As you reproduce every line below, keep it exactly as written and leave out the images.

= = =

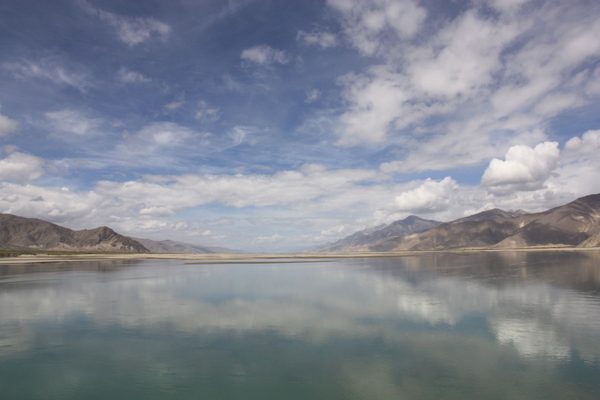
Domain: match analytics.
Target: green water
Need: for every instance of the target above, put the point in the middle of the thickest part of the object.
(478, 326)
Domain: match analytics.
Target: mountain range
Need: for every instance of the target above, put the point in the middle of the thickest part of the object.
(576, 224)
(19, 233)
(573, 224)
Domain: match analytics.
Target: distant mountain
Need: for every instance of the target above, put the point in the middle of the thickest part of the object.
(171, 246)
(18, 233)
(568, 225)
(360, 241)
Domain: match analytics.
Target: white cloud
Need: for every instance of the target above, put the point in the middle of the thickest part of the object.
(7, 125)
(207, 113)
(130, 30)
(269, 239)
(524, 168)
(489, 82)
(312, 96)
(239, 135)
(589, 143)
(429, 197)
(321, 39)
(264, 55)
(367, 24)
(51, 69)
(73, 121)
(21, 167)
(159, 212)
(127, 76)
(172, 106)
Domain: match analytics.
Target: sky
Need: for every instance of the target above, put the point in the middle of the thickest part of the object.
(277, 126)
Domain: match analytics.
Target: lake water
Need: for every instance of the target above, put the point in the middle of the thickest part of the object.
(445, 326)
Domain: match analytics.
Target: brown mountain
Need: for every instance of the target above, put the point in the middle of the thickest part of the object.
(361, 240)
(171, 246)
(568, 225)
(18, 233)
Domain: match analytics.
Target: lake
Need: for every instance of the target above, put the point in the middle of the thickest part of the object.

= = =

__Response to this task__:
Domain: match analytics.
Target: green water
Need: for every instance of the target above, put the point in the middle of the thickest part of the object.
(478, 326)
Domain: match analytics.
Target: mountain range
Need: for every instance of the target above, put the point in the middle of the thickest part of the object.
(576, 224)
(19, 233)
(573, 224)
Domain: match analytics.
Target: distant mountain
Need: for every instance of the target above, put the point in the middle of the thickest part of the object.
(171, 246)
(18, 233)
(568, 225)
(360, 241)
Domain: match analytics.
Target: white cloud
Need: for every instance of the target above, put the point in the middle of the thickest part of the object.
(7, 125)
(207, 113)
(130, 30)
(269, 239)
(524, 168)
(489, 82)
(312, 96)
(239, 135)
(589, 143)
(429, 197)
(321, 39)
(264, 55)
(367, 24)
(51, 69)
(73, 121)
(21, 167)
(159, 212)
(127, 76)
(172, 106)
Domain: match analytics.
Target: sky
Need: for every instance of the target above, put the point in the middle of the thickest part of the object.
(277, 126)
Domain: match analytics.
Target: lake water
Need: for every instance of the target above, put the point in the middle of the thickest part of the object.
(445, 326)
Domain: match analytics.
Target: brown mountain
Need: for every instance of the target above, put the point in the middle of the thickest part of the object.
(361, 240)
(171, 246)
(568, 225)
(18, 233)
Domain: match analytics.
Target: lake
Need: for every instance of the target above, put the point in the middle of the thickest part of the object.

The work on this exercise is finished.